*Problem description*: Quote verbatim the part of the data that begins with the line containing "as [468, 13]." and continues through the end of the data, both ends included.

☆ ☆ ☆

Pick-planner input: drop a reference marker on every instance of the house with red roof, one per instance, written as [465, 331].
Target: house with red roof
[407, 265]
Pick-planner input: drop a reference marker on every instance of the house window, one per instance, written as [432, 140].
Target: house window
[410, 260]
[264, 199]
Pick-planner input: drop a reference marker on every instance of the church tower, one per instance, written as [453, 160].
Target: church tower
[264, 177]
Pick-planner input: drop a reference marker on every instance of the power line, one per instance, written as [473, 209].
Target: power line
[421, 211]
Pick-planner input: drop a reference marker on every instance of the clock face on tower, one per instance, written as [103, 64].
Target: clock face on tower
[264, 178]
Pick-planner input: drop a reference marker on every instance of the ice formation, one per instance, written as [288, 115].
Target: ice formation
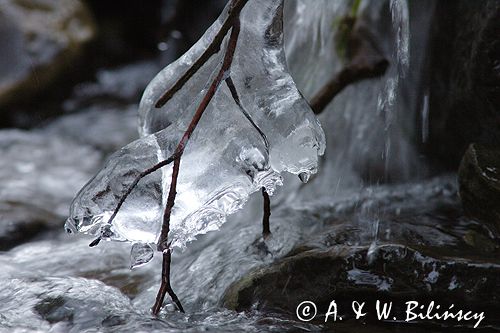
[235, 150]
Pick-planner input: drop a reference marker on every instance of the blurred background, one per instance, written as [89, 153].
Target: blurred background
[406, 204]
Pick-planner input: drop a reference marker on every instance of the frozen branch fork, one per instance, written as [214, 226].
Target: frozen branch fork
[217, 125]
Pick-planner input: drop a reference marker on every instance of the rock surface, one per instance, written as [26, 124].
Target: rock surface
[465, 79]
[39, 39]
[479, 180]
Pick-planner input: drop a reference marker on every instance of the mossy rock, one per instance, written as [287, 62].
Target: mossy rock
[39, 39]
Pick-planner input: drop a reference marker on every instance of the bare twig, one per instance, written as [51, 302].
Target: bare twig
[234, 94]
[165, 285]
[132, 186]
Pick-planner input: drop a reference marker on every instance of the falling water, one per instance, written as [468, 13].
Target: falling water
[370, 127]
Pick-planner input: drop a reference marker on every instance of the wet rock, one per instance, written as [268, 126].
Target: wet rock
[465, 79]
[106, 128]
[479, 179]
[39, 175]
[122, 85]
[39, 40]
[343, 273]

☆ ☆ ☆

*Problem solution*:
Pick-planner input: drop a reference marker on every instance of the falling water, one per instance, written as [468, 13].
Target: falling water
[370, 127]
Pick-planner input: drop a reference marker on every instance of the wet rock, one per instance, written as [268, 126].
Target: wet rock
[465, 79]
[106, 128]
[479, 179]
[39, 175]
[122, 85]
[39, 40]
[343, 273]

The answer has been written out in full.